- Stated goal -
Reproduce the part of the listing that runs from its start through the line containing "column 210, row 51", with each "Sample output" swapped for "Example output" and all else unchanged. Leave the pictures out of the answer.

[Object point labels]

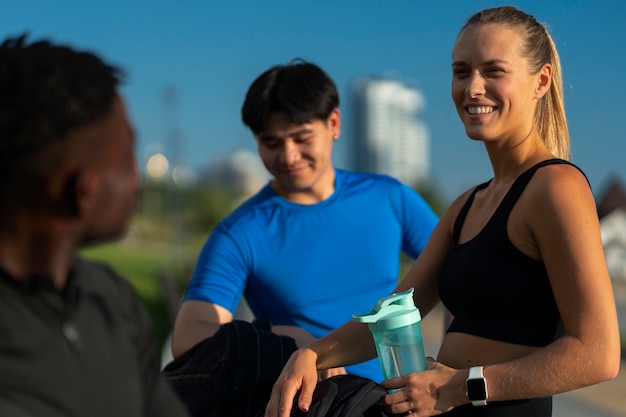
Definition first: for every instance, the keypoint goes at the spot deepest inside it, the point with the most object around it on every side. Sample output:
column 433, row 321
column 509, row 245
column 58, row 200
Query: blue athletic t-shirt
column 314, row 266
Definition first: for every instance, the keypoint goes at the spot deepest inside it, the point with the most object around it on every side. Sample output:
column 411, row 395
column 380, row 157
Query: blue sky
column 210, row 51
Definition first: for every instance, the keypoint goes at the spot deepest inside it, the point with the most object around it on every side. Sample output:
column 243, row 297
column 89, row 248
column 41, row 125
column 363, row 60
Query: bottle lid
column 393, row 311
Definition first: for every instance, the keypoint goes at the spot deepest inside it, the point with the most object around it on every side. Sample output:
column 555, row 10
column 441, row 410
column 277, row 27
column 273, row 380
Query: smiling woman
column 529, row 233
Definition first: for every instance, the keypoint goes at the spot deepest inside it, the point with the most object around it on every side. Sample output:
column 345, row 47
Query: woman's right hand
column 298, row 374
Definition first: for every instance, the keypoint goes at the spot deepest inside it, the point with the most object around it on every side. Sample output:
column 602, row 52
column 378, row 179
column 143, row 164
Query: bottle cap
column 393, row 311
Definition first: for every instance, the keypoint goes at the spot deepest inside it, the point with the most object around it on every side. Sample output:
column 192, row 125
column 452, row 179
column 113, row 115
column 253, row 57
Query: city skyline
column 209, row 52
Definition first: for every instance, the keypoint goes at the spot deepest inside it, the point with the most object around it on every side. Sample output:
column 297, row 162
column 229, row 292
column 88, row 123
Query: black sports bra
column 492, row 289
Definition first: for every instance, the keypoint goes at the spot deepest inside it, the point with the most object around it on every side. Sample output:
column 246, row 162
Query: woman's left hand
column 434, row 391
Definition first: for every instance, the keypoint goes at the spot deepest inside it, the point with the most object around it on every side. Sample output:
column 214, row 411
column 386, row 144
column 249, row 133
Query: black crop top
column 491, row 288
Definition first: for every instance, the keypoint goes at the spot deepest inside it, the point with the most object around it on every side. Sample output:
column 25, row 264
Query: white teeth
column 479, row 109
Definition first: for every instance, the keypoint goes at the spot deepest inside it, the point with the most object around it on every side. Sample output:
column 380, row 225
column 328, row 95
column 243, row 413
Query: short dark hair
column 300, row 89
column 47, row 92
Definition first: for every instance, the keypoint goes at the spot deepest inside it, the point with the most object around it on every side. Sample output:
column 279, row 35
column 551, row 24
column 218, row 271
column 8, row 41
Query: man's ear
column 80, row 192
column 334, row 123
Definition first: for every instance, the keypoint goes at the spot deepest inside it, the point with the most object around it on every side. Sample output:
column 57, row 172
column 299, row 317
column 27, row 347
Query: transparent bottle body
column 401, row 350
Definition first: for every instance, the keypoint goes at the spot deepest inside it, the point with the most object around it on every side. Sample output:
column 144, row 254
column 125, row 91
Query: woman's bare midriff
column 462, row 350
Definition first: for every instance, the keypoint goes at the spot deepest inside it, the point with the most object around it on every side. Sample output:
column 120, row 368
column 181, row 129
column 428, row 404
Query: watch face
column 476, row 390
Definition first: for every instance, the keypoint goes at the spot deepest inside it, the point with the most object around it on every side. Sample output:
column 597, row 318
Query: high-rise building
column 390, row 137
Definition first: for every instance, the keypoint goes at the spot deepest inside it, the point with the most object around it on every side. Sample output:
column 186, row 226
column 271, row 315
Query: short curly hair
column 47, row 92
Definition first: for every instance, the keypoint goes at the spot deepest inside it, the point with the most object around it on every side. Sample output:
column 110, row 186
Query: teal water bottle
column 395, row 326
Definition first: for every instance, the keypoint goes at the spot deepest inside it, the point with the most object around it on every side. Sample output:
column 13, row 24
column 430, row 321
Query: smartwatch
column 476, row 386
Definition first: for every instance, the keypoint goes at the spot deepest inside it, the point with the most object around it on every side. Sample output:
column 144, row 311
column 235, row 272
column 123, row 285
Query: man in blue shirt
column 315, row 245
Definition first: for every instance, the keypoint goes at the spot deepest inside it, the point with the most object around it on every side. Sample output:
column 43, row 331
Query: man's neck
column 24, row 253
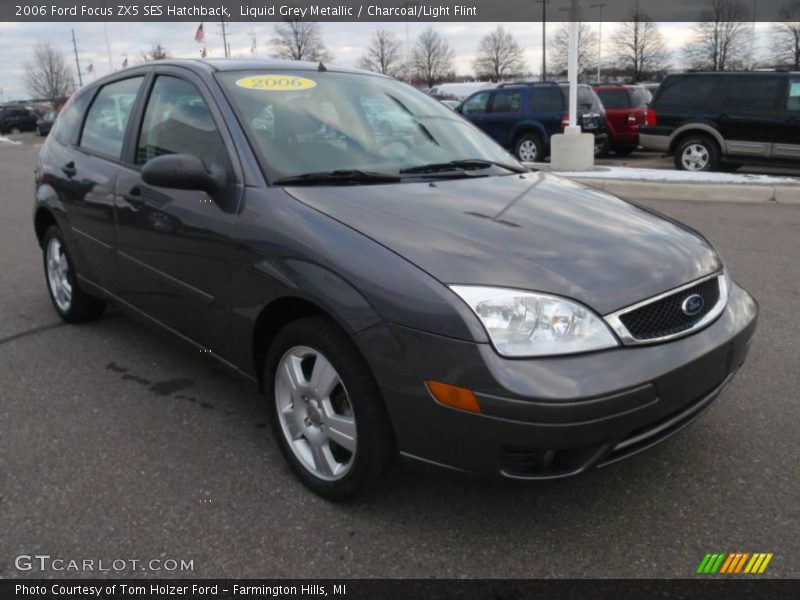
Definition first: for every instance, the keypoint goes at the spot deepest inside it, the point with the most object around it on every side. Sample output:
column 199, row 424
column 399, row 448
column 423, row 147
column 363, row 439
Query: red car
column 625, row 112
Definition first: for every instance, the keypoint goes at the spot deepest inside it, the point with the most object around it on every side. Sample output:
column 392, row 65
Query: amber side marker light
column 453, row 396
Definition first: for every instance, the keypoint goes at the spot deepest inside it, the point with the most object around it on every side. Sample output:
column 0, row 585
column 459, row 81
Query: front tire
column 529, row 148
column 325, row 409
column 72, row 304
column 697, row 153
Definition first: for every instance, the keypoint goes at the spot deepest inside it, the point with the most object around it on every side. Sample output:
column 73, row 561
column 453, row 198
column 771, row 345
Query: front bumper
column 552, row 417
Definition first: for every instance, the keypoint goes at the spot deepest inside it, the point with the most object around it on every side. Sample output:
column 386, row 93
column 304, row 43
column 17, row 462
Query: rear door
column 503, row 114
column 748, row 114
column 786, row 143
column 85, row 175
column 174, row 245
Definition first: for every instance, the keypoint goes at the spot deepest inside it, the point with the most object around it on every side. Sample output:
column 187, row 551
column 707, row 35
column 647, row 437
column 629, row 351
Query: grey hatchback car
column 408, row 290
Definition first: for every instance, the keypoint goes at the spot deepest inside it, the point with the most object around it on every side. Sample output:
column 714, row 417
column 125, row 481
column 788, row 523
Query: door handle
column 69, row 169
column 134, row 197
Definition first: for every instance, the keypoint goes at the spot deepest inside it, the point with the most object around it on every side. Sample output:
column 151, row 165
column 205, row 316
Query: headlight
column 531, row 324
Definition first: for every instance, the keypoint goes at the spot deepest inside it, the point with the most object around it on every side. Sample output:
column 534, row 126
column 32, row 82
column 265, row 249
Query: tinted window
column 507, row 101
column 178, row 121
column 547, row 99
column 69, row 120
column 793, row 102
column 614, row 98
column 753, row 94
column 108, row 116
column 640, row 97
column 687, row 94
column 476, row 104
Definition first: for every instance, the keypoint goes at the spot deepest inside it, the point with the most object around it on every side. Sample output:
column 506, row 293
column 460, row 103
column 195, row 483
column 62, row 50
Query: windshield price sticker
column 276, row 83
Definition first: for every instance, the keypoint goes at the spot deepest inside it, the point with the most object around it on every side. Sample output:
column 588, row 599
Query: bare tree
column 587, row 49
column 48, row 76
column 638, row 47
column 721, row 37
column 787, row 36
column 295, row 39
column 157, row 52
column 432, row 57
column 499, row 55
column 383, row 54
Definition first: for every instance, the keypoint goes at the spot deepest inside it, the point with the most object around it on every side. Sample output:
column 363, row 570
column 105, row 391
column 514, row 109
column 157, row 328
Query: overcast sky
column 346, row 41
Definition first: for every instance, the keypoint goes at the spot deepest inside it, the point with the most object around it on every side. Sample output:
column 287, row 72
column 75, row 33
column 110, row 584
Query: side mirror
column 180, row 172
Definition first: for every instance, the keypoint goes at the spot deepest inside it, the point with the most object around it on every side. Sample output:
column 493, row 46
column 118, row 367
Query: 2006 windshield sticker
column 276, row 83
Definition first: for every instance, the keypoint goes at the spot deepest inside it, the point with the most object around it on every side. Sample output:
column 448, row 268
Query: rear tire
column 529, row 148
column 326, row 411
column 697, row 153
column 72, row 304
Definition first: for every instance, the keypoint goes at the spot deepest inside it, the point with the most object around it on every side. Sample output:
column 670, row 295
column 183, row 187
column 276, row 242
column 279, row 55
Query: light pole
column 599, row 37
column 544, row 4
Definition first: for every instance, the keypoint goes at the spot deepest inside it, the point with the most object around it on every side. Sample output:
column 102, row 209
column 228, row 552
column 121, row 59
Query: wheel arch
column 688, row 130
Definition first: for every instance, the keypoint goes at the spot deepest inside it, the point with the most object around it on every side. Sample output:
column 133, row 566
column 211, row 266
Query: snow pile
column 659, row 175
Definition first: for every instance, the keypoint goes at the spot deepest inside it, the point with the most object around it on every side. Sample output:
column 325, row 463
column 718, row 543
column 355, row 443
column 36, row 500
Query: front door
column 173, row 245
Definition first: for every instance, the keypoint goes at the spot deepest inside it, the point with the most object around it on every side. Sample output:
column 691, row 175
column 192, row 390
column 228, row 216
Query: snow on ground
column 658, row 175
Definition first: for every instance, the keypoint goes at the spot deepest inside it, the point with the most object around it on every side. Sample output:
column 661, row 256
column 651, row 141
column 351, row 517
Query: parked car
column 420, row 294
column 625, row 113
column 523, row 116
column 45, row 123
column 15, row 118
column 711, row 121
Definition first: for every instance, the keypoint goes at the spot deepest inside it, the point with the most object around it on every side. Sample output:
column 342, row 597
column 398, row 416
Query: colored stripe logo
column 734, row 562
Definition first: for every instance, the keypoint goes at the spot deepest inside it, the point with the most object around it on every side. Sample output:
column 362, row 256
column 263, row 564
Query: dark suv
column 16, row 118
column 523, row 116
column 723, row 120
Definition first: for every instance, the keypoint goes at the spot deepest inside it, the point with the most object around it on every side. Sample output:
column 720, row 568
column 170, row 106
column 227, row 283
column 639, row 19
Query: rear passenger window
column 506, row 101
column 753, row 94
column 614, row 98
column 69, row 120
column 547, row 99
column 687, row 94
column 104, row 130
column 476, row 104
column 793, row 103
column 178, row 121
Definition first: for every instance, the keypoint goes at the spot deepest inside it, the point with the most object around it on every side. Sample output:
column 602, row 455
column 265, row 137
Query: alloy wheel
column 315, row 413
column 695, row 157
column 58, row 275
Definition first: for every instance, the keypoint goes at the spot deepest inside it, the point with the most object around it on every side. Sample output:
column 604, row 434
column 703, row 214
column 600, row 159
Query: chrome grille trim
column 613, row 319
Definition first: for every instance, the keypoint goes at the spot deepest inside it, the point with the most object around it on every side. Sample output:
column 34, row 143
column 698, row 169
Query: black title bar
column 392, row 10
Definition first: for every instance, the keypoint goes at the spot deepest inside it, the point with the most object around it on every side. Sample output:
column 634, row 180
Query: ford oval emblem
column 692, row 305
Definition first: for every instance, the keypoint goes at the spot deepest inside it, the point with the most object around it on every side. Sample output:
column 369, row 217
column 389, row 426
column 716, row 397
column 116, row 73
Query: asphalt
column 118, row 443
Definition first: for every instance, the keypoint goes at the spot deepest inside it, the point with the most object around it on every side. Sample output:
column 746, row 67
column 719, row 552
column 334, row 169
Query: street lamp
column 599, row 37
column 544, row 4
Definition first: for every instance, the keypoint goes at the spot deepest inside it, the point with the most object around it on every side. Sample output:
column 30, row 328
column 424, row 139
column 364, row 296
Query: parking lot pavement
column 644, row 159
column 117, row 442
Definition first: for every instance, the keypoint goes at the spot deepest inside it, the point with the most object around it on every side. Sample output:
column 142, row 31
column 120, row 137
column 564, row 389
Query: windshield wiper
column 462, row 165
column 338, row 178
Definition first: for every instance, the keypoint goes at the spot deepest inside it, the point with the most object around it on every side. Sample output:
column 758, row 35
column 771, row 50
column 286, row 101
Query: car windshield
column 314, row 122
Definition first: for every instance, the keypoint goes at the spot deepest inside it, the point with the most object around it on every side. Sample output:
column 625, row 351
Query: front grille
column 665, row 317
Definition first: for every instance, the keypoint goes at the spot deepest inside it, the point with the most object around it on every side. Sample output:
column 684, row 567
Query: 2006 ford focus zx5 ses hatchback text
column 393, row 280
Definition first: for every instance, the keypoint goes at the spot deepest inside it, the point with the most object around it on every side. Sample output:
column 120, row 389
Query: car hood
column 534, row 232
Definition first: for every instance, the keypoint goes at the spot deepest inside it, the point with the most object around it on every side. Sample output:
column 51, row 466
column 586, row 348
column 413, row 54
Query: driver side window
column 178, row 121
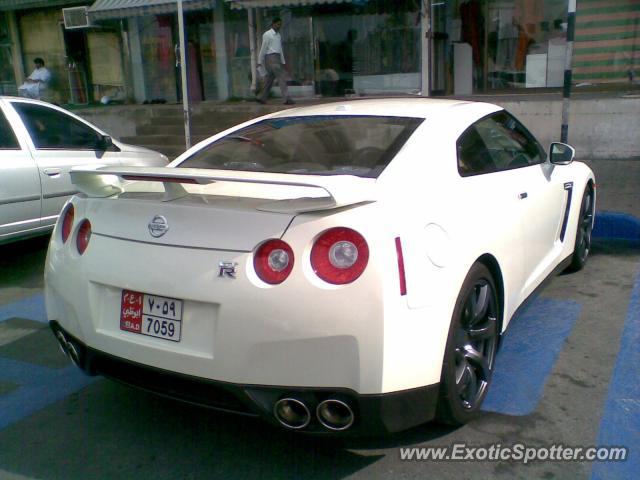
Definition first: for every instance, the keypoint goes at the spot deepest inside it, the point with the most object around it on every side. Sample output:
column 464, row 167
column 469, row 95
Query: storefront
column 345, row 46
column 7, row 49
column 151, row 32
column 491, row 46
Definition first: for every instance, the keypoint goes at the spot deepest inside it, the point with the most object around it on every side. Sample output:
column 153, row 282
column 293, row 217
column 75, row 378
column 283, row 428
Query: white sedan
column 39, row 143
column 346, row 267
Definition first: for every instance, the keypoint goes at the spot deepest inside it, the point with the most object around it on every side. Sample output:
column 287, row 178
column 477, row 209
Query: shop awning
column 105, row 9
column 238, row 4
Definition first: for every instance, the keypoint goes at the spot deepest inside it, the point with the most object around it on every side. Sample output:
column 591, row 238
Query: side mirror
column 561, row 153
column 104, row 143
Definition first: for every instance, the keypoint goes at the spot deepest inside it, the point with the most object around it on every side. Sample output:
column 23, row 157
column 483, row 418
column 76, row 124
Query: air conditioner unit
column 76, row 17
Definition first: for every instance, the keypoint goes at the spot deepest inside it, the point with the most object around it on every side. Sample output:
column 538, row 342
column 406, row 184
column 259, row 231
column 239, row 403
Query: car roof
column 418, row 107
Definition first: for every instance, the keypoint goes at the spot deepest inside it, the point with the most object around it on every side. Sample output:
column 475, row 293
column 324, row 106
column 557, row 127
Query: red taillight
column 403, row 280
column 67, row 223
column 273, row 261
column 84, row 235
column 339, row 255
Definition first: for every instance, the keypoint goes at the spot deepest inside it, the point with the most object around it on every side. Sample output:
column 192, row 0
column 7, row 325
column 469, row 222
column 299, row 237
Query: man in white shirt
column 36, row 84
column 271, row 59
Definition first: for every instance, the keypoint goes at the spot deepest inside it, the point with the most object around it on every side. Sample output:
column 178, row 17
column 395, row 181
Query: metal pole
column 183, row 76
column 566, row 93
column 252, row 49
column 425, row 48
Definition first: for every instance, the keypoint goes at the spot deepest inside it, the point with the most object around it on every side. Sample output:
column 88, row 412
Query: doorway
column 77, row 59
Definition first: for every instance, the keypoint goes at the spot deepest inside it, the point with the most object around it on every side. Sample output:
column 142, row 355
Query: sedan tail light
column 67, row 222
column 339, row 255
column 84, row 235
column 273, row 261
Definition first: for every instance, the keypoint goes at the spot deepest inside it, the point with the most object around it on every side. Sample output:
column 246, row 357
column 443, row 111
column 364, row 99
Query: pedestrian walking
column 271, row 61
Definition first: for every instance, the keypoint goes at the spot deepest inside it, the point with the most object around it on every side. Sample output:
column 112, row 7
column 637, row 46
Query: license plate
column 151, row 315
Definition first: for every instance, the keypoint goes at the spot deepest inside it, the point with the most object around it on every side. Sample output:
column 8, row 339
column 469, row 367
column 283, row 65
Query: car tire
column 471, row 349
column 582, row 246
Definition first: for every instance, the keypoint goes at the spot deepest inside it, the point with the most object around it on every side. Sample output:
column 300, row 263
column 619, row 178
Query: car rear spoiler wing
column 341, row 190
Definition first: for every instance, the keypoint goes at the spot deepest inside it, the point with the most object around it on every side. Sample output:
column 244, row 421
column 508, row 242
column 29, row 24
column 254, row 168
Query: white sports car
column 346, row 267
column 39, row 144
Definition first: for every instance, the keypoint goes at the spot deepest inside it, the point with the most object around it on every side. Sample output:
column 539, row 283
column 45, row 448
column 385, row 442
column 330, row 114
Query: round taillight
column 84, row 235
column 273, row 261
column 339, row 255
column 67, row 222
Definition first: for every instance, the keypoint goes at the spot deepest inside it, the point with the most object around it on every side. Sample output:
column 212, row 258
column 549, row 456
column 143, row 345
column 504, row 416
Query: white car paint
column 36, row 181
column 364, row 336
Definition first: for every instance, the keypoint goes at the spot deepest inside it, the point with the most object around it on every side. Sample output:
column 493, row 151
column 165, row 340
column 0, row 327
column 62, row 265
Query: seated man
column 36, row 84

- Correct output -
Definition first: for every instance, the keypoint goes at the spot deepest inside it, the point with the most object around it on every side. Example output:
column 433, row 321
column 509, row 245
column 58, row 200
Query: blue athletic t-shirt
column 314, row 266
Definition first: for every instance, the keypoint goes at the spot deepest inside it, the point with the most object around it on every side. Example output:
column 411, row 395
column 380, row 157
Query: blue sky
column 210, row 51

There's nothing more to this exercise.